─── LISTED ENTRIES

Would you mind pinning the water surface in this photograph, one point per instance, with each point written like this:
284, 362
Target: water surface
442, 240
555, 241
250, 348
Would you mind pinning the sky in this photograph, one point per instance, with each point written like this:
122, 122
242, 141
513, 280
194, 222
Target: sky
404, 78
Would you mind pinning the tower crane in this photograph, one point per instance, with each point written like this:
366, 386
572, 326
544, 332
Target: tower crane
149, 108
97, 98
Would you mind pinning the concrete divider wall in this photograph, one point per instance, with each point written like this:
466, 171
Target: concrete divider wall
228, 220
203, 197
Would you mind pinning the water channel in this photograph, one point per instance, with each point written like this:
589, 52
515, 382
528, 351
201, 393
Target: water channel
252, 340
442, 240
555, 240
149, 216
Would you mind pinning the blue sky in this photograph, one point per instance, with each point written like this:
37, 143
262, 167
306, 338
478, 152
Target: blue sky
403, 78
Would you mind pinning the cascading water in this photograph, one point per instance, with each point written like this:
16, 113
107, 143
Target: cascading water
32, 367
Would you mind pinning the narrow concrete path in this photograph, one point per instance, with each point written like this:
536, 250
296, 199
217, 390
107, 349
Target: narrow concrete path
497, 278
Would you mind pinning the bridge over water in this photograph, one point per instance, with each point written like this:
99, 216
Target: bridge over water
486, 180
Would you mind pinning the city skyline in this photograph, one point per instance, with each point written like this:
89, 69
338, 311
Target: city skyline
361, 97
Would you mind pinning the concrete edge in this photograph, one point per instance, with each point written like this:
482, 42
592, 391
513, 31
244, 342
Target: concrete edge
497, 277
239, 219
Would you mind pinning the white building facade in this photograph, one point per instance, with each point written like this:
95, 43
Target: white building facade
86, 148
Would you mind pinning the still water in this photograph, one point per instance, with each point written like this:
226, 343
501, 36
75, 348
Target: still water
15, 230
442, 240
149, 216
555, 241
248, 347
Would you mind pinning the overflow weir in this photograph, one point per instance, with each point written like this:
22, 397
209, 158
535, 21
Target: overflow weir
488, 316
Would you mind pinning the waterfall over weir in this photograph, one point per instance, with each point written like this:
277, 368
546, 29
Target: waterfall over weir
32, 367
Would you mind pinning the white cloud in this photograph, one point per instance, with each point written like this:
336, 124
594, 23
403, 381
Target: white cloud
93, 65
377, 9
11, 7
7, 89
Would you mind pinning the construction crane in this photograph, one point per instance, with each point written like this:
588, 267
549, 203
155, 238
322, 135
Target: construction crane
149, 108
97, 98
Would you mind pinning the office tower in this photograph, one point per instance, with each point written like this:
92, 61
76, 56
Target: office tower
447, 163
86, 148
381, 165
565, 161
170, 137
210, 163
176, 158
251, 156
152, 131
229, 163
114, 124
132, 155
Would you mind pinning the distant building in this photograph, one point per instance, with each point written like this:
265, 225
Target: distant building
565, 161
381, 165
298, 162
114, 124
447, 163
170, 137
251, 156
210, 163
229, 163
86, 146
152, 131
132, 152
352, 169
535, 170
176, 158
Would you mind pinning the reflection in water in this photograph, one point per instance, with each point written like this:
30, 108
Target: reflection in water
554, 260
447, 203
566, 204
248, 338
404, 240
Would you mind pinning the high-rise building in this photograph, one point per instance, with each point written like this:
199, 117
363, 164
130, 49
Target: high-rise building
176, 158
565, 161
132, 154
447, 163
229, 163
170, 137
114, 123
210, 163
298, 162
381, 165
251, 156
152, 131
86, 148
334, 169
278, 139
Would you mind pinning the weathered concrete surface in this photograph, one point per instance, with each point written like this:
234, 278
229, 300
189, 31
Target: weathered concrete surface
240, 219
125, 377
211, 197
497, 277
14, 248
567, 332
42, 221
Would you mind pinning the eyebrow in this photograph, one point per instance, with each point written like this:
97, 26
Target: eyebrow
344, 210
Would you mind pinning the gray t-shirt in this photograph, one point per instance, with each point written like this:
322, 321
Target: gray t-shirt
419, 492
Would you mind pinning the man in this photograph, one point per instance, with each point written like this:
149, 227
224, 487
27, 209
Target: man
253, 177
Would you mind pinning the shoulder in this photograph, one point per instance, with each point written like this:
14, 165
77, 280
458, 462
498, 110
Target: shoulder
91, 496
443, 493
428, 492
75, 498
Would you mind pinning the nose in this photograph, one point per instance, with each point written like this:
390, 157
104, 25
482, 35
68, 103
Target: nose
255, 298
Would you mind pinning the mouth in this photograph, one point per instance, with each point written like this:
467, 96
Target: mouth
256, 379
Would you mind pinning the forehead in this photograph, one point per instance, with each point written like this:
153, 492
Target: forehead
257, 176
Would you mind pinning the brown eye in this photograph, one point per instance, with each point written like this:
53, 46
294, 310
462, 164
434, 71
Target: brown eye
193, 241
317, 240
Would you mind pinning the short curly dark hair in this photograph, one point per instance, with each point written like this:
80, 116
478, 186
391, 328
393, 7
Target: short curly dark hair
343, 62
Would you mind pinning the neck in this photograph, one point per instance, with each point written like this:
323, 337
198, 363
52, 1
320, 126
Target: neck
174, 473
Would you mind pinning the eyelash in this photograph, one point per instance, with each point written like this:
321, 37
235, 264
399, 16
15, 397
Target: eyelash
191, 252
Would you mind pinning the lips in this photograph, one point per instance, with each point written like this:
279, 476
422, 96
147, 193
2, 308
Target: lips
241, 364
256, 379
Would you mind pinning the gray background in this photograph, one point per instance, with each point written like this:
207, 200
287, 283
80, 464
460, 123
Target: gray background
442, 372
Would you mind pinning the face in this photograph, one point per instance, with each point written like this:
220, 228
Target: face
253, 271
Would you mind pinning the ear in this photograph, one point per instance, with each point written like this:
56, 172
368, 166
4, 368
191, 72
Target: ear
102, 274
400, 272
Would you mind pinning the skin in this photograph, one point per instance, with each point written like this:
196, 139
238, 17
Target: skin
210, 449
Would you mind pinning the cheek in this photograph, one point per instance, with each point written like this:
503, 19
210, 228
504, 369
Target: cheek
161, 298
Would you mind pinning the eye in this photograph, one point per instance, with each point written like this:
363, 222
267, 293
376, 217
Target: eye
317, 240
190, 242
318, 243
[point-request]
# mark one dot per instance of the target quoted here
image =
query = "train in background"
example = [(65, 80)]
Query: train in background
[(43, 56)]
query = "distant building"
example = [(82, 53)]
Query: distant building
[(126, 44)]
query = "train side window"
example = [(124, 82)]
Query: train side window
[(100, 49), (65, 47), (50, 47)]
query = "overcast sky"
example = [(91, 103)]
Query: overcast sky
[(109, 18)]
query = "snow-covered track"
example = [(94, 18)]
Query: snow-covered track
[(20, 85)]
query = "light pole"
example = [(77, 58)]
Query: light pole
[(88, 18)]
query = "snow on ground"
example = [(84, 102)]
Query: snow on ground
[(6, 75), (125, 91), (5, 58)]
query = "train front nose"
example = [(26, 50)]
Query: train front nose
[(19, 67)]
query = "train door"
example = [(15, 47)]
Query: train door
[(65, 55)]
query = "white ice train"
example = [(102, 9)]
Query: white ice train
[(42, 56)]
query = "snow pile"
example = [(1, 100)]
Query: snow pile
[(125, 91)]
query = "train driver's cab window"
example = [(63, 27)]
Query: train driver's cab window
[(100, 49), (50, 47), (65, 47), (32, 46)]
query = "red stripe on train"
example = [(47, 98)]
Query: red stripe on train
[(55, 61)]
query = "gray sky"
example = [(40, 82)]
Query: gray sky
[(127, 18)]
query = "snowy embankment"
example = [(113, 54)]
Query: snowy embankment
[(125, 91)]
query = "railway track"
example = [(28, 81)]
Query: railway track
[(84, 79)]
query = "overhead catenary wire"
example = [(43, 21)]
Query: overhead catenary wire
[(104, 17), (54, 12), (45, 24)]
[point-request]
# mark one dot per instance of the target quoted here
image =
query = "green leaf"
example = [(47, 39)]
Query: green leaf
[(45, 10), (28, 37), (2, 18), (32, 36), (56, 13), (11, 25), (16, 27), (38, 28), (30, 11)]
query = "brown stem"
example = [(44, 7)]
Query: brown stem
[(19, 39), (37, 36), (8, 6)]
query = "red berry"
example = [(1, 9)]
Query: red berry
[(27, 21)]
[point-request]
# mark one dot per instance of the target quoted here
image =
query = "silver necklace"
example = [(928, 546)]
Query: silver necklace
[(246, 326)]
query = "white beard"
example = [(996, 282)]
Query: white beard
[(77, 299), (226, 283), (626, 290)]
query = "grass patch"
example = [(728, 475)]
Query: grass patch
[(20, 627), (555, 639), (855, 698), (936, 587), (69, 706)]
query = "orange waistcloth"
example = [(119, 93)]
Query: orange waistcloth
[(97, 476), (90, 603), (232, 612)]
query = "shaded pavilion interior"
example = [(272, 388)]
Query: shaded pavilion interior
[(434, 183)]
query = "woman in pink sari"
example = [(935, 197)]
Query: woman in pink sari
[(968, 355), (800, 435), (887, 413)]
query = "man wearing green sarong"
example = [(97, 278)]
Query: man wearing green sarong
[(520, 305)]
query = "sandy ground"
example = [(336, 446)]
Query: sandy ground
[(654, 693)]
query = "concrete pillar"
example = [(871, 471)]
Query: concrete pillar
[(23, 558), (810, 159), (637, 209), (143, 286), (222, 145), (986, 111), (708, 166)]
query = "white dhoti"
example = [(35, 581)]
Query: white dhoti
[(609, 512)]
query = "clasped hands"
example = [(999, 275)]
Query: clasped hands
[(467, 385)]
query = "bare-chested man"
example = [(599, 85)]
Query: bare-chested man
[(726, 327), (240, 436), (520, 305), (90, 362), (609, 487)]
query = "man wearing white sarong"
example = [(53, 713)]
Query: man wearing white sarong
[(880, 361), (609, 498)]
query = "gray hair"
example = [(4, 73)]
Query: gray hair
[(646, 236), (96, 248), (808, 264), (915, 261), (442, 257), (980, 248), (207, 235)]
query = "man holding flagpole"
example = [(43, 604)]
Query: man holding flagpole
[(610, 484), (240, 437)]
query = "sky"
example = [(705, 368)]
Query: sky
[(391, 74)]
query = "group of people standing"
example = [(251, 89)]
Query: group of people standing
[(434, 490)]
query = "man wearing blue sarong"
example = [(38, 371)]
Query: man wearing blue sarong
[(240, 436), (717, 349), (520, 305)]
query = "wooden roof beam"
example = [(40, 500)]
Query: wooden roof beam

──────

■ EXERCISE OBJECTIVE ■
Return every line in the material above that contains the word "waistcloth", matching case exactly.

■ ANSWER IN FULL ■
query = "orange waistcloth"
Query: orange waistcloth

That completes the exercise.